▶ _RECORDS FOR THE TASK_:

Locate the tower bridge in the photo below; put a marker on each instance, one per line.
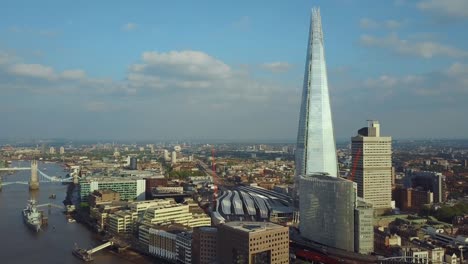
(37, 176)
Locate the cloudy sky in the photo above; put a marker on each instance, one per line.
(228, 69)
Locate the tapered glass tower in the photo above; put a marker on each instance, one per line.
(316, 150)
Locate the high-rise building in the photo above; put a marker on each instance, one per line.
(363, 227)
(253, 242)
(327, 210)
(184, 247)
(372, 155)
(315, 150)
(204, 245)
(133, 163)
(428, 181)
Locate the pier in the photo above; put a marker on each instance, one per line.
(86, 255)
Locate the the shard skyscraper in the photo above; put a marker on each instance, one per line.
(315, 150)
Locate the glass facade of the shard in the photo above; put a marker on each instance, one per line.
(316, 150)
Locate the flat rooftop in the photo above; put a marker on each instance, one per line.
(253, 226)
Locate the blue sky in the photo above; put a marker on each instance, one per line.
(228, 70)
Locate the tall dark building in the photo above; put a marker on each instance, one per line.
(133, 163)
(427, 181)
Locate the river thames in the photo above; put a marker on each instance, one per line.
(53, 244)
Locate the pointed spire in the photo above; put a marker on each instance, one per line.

▶ _WORK INSTRUCTION_: For this exercise, transcribe the entries verbatim and skip all pictures.

▶ _TASK RESULT_:
Locate the tower bridge in the photo below; put a marker on each instance, one per line.
(37, 176)
Locate the cloudy sky in the photo above; put a marker on each instance, one per line.
(228, 69)
Locate the tapered glass tower in the photo above; put a marker on each instance, one per line.
(316, 150)
Locate the high-rise building in the photo above; put a marker on each instance, one per line.
(363, 227)
(253, 242)
(327, 210)
(184, 247)
(372, 155)
(315, 150)
(204, 245)
(133, 163)
(428, 181)
Locate the pier in the photo above; put a marker on each instance, one per line.
(86, 255)
Locate the the shard skyscraper in the photo above; put a marker on each instance, one per line.
(315, 150)
Locate the glass facade of the shard in the photo above; put a marker on each instance, one per line.
(316, 150)
Locate the flat rooftop in the photo above; put a marker on each instance, one per line.
(253, 226)
Locate the blue sky in the photo above; put a marker on each instance, one per line.
(228, 70)
Locate the tall dark building in the photo above; put a marker on each instance, one per line.
(133, 163)
(427, 181)
Locate the river thames in the photo above; put a marker on each instance, one per line.
(53, 244)
Locate the pointed spire in the photo above; put a marker on each instance, one per line.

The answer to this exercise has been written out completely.